WORK INSTRUCTIONS
Reproduce each line exactly, including spacing and punctuation.

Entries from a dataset
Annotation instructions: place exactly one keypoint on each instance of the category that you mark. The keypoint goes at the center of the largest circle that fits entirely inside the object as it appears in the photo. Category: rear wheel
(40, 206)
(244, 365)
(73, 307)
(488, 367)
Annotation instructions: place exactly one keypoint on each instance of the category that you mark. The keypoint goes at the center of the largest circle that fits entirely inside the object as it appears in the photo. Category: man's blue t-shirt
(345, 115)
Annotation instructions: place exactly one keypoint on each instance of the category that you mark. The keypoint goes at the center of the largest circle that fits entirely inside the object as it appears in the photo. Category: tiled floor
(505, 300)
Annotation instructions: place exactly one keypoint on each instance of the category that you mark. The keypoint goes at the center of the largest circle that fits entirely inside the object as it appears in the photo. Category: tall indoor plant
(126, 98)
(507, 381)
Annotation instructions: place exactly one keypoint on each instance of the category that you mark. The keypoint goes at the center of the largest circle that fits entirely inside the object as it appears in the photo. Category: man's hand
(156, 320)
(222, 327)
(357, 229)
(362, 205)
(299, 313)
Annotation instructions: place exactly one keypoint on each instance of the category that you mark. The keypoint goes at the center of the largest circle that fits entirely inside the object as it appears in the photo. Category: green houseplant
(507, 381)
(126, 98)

RESULT
Annotation instructions: place exactly one keypoint on each instance of the category that you mark. The keypoint goes at the center of the largest circle that fits entirely inside the object as it appears in the photo. Category: rear wheel
(40, 206)
(244, 365)
(73, 307)
(488, 367)
Annotation instructions: place exactly one keypoint on each instance of the category that you mark. The keypoint goes at the center of the largest circle that fits entirely inside the object as it appears in the photo. Category: man's blue t-shirt
(345, 115)
Annotation instructions: place exactly one keypoint on each instance of the category that you mark. The keypoint goes at the center of the largest circle that fits entirely inside the object as it appears in the photo. Category: tiled floor
(505, 300)
Annotation instructions: place exactly one keypoint on each instance of the category that you mark. The keypoint goes at the center of the largest circle that fits entirely inside the object as it appears in the photo. Category: tall indoor plant
(126, 98)
(507, 381)
Annotation instructions: place exactly one keypoint on each instance of the category that you mark. The keypoint goes at the center of the largest circle that fits entirely inside the object as it appears in the photo. Category: man's hand
(156, 320)
(222, 327)
(357, 229)
(362, 205)
(299, 313)
Annotation instructions: place exactly one keypoint on each instance of the category that you mark. The keypoint goes at the center of the largest circle that fits entirely inside the object as it appears in the photo. Category: green houseplant
(507, 381)
(126, 98)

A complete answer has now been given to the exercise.